**GIVEN INSTRUCTION**
Starting at the line that contains "[pin] dryer door" and ending with the last of the rows below, write out only those lines again, switching every "baseboard" to "skirting board" and leaving all else unchanged.

-------- RECORDS SHOWN --------

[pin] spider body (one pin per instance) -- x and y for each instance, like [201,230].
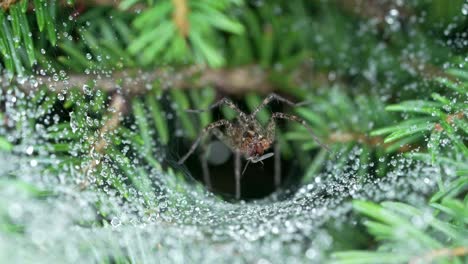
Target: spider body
[245,136]
[249,137]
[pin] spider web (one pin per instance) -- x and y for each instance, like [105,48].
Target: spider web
[185,223]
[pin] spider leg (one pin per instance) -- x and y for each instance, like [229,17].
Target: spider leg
[206,130]
[277,165]
[237,168]
[301,121]
[204,163]
[270,98]
[223,101]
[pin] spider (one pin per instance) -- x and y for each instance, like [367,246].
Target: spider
[246,137]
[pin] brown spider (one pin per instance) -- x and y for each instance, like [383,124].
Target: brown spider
[245,136]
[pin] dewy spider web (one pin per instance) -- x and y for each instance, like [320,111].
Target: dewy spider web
[190,225]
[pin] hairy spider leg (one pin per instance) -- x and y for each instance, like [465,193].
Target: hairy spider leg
[277,164]
[237,167]
[206,130]
[204,163]
[270,98]
[223,101]
[301,121]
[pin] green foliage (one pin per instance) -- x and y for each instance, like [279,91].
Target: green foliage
[378,86]
[205,20]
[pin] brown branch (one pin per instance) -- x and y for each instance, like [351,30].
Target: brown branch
[115,110]
[346,137]
[444,252]
[229,81]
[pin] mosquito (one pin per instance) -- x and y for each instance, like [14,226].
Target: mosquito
[247,138]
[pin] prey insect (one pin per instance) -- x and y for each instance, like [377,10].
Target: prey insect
[247,138]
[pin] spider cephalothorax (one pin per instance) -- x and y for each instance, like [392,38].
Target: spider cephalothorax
[245,136]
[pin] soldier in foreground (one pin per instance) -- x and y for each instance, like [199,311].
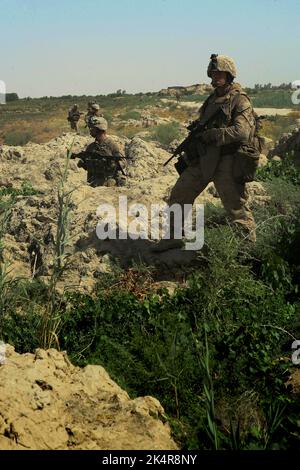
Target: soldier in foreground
[93,112]
[224,151]
[73,117]
[102,159]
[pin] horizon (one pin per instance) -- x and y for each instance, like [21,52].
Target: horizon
[94,48]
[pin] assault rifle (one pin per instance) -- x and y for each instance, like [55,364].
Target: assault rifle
[196,128]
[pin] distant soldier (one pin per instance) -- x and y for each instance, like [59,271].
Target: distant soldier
[73,117]
[102,159]
[288,143]
[93,112]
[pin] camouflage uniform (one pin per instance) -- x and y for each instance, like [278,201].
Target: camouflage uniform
[73,117]
[234,126]
[93,112]
[101,169]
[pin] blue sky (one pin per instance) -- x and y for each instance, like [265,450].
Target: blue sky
[98,46]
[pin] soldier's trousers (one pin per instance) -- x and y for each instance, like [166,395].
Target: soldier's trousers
[233,194]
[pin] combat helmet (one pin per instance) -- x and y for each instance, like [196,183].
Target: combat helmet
[221,63]
[99,123]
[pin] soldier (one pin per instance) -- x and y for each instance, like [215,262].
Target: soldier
[102,159]
[232,128]
[93,111]
[73,117]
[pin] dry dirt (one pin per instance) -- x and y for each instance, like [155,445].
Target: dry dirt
[48,404]
[29,247]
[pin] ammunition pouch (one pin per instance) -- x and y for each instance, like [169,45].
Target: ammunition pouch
[245,163]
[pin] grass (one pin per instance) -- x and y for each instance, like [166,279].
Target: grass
[215,352]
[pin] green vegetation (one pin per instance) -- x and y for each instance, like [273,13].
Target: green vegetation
[216,352]
[131,115]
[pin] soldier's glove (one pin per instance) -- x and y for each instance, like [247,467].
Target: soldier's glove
[209,136]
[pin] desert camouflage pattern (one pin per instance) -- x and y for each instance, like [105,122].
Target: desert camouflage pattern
[73,117]
[90,115]
[224,64]
[234,126]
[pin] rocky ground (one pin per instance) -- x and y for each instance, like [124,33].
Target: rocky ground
[48,404]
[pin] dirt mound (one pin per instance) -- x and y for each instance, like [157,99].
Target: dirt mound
[29,243]
[47,403]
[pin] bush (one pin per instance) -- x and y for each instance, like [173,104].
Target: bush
[18,137]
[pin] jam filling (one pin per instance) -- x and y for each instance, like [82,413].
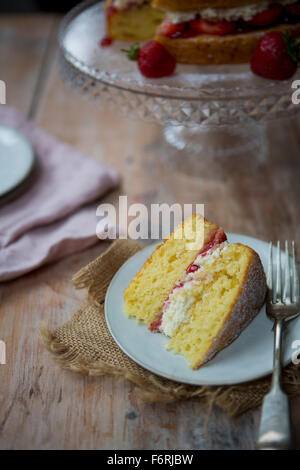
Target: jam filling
[289,14]
[216,239]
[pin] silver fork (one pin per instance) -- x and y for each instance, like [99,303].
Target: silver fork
[275,427]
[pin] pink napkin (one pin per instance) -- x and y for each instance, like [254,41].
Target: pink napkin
[48,221]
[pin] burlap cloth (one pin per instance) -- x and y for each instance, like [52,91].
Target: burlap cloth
[84,345]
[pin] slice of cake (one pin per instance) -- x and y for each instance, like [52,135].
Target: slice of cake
[222,32]
[132,20]
[147,292]
[201,298]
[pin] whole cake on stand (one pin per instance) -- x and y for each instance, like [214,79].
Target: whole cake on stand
[215,111]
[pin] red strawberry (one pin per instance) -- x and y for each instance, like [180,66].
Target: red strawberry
[219,28]
[167,28]
[155,61]
[275,57]
[293,9]
[266,17]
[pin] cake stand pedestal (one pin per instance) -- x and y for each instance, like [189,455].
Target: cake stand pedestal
[213,116]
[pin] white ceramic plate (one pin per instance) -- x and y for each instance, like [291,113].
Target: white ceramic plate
[247,358]
[16,159]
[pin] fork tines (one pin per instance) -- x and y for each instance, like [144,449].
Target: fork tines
[290,292]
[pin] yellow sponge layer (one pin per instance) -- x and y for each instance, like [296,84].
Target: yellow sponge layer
[215,296]
[135,24]
[145,295]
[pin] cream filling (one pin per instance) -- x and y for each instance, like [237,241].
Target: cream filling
[246,12]
[122,4]
[176,307]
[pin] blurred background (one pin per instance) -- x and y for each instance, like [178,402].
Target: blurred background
[29,6]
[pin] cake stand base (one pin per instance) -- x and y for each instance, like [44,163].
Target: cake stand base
[214,152]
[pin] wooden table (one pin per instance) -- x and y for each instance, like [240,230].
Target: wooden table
[43,407]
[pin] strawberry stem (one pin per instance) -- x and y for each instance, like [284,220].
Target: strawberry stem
[292,46]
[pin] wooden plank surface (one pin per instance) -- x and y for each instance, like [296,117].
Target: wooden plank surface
[43,407]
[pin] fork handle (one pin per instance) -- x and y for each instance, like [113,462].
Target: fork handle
[275,427]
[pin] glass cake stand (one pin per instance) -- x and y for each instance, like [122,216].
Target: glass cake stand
[209,113]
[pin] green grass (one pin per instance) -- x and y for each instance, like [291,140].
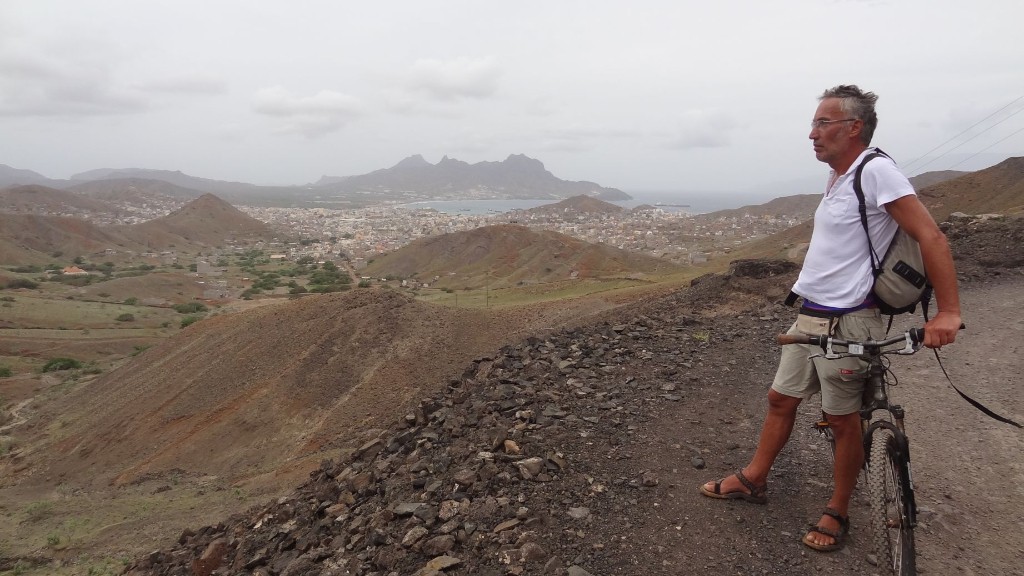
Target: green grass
[537,293]
[40,312]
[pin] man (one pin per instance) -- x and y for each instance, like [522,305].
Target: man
[835,283]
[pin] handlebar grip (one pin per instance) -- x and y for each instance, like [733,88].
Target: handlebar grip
[918,334]
[793,339]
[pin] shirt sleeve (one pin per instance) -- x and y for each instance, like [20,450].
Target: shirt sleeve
[883,182]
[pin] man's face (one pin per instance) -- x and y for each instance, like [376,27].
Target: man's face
[832,139]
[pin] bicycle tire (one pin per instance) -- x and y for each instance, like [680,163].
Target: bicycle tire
[888,490]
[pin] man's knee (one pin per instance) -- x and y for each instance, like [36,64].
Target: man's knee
[781,404]
[845,423]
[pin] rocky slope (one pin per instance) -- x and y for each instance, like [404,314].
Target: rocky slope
[580,452]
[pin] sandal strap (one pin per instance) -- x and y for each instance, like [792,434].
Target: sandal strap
[825,531]
[834,513]
[756,491]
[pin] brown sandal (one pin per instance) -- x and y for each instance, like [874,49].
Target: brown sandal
[839,536]
[756,495]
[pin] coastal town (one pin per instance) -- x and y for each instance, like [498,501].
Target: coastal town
[361,234]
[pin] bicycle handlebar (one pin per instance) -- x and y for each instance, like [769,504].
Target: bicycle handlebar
[916,336]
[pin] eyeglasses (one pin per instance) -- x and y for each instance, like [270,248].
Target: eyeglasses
[822,123]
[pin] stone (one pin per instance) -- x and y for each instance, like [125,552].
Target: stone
[507,525]
[579,512]
[414,536]
[409,508]
[448,509]
[211,559]
[465,477]
[438,544]
[529,467]
[531,551]
[442,563]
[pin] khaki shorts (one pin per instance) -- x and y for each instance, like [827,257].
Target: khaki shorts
[840,381]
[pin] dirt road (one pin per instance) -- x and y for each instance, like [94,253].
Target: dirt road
[969,469]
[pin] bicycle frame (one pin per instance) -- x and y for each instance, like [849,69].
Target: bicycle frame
[876,398]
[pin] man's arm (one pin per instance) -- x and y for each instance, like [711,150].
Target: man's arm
[911,215]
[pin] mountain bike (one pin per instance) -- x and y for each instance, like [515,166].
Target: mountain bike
[887,463]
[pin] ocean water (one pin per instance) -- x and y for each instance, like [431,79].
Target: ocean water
[690,202]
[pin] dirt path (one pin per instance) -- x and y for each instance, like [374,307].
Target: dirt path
[969,469]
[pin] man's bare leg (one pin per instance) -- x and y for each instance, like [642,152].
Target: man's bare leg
[849,460]
[774,434]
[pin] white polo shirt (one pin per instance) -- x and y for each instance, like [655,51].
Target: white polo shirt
[837,269]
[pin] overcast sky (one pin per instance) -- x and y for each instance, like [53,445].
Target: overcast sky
[640,95]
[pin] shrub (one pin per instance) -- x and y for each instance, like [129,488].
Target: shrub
[39,509]
[23,283]
[188,320]
[189,307]
[61,364]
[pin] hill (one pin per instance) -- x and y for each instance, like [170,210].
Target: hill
[262,392]
[33,239]
[175,177]
[9,175]
[998,189]
[929,178]
[207,220]
[134,191]
[581,206]
[34,199]
[799,206]
[517,176]
[510,254]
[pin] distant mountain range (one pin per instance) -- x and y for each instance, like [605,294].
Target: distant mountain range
[518,176]
[412,179]
[207,221]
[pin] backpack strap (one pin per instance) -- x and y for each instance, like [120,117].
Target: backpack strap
[862,207]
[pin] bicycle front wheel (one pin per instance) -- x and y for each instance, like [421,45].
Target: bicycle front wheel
[890,493]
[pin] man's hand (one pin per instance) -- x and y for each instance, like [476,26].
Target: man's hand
[942,329]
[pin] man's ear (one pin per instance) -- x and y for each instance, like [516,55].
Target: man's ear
[856,127]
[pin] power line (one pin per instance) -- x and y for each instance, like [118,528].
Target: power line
[908,164]
[986,148]
[939,157]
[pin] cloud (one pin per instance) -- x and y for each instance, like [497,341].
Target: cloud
[184,84]
[36,85]
[458,79]
[702,128]
[313,116]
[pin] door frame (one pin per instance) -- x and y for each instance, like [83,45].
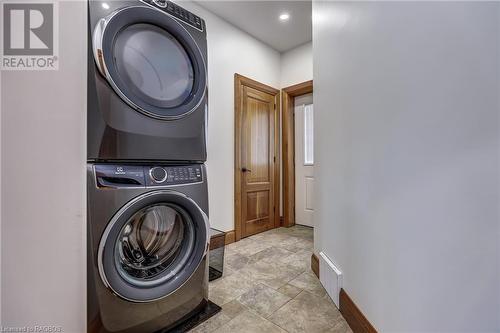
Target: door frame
[288,95]
[239,82]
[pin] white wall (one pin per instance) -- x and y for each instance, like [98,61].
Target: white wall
[43,185]
[407,145]
[230,51]
[297,65]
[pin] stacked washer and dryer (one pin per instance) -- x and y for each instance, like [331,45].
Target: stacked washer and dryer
[148,230]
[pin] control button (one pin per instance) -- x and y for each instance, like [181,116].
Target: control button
[158,174]
[161,3]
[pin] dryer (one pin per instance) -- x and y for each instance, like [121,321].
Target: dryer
[148,238]
[147,82]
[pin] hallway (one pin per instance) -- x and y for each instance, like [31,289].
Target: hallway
[268,286]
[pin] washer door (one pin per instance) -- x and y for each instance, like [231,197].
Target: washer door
[152,246]
[151,61]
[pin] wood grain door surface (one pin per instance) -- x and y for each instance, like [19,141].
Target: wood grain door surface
[257,160]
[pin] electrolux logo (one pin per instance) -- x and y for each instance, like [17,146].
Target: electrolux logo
[30,36]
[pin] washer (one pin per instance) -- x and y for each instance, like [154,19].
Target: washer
[147,82]
[148,238]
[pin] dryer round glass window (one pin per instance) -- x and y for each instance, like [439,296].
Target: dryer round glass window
[151,240]
[151,61]
[154,65]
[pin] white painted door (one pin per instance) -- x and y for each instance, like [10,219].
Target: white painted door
[304,160]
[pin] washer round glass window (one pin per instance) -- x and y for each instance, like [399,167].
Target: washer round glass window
[153,65]
[151,240]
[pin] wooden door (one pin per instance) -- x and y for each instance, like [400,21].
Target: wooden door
[304,160]
[257,174]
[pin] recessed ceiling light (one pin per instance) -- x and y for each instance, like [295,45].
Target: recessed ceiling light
[284,17]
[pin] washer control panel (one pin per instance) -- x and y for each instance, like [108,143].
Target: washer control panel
[174,175]
[177,11]
[112,175]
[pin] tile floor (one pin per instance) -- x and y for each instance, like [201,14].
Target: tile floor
[268,286]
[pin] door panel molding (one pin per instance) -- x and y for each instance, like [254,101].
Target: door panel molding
[288,95]
[244,86]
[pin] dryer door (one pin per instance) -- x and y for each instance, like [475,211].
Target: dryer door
[153,245]
[151,61]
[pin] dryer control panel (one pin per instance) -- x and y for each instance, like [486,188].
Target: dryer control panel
[177,11]
[113,175]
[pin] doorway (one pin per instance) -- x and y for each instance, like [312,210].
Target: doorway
[256,157]
[304,160]
[289,97]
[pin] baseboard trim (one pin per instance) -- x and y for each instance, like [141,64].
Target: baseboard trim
[353,315]
[230,237]
[315,265]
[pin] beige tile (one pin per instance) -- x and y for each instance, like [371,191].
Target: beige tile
[212,323]
[309,282]
[306,313]
[273,275]
[233,308]
[263,300]
[248,247]
[249,322]
[300,260]
[289,290]
[236,261]
[271,254]
[228,288]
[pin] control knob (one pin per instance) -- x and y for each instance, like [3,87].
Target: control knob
[158,174]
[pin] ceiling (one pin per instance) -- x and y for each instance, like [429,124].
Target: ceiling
[261,20]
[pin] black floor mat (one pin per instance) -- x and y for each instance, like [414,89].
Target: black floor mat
[209,310]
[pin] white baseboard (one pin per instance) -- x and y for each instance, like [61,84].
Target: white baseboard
[330,277]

--------

**ANSWER FOR THE TASK**
[pin] dryer door (one pin per instance) -- x and y for each instance, like [475,211].
Target: dryer door
[153,245]
[151,61]
[pin] dryer control panel (one pin per instance) -- x and y for each instance, like [486,188].
Target: dryer control panel
[177,11]
[113,175]
[pin] doorway (one pin per instance) -- x and y for each instance, like [312,210].
Target: doorway
[256,157]
[304,160]
[289,97]
[pin] skirting board trim (one pin per instance) -- x and y for each instance, like [141,64].
Target: skirting board trim
[353,315]
[230,237]
[315,265]
[pin] beige tile (one pin per instance) -- x and y for each instance, like [371,191].
Target: beige tile
[212,323]
[309,282]
[306,313]
[273,275]
[233,308]
[263,300]
[248,247]
[249,322]
[300,260]
[289,290]
[236,261]
[271,254]
[228,288]
[pin] control knob (one pin per instance) -- x and y for each instance, like [3,87].
Target: control knob
[158,174]
[pin] ceiling (one pin per instance) -- x and y for each instance, like [429,124].
Target: ceiling
[261,20]
[pin] black floor mat (one pin per instance) -- x and y for each instance, like [414,89].
Target: black floor mat
[209,310]
[pin] white skirting board (one pin per instance) -- x and y for each instance, like [61,84].
Target: white skirting board
[330,277]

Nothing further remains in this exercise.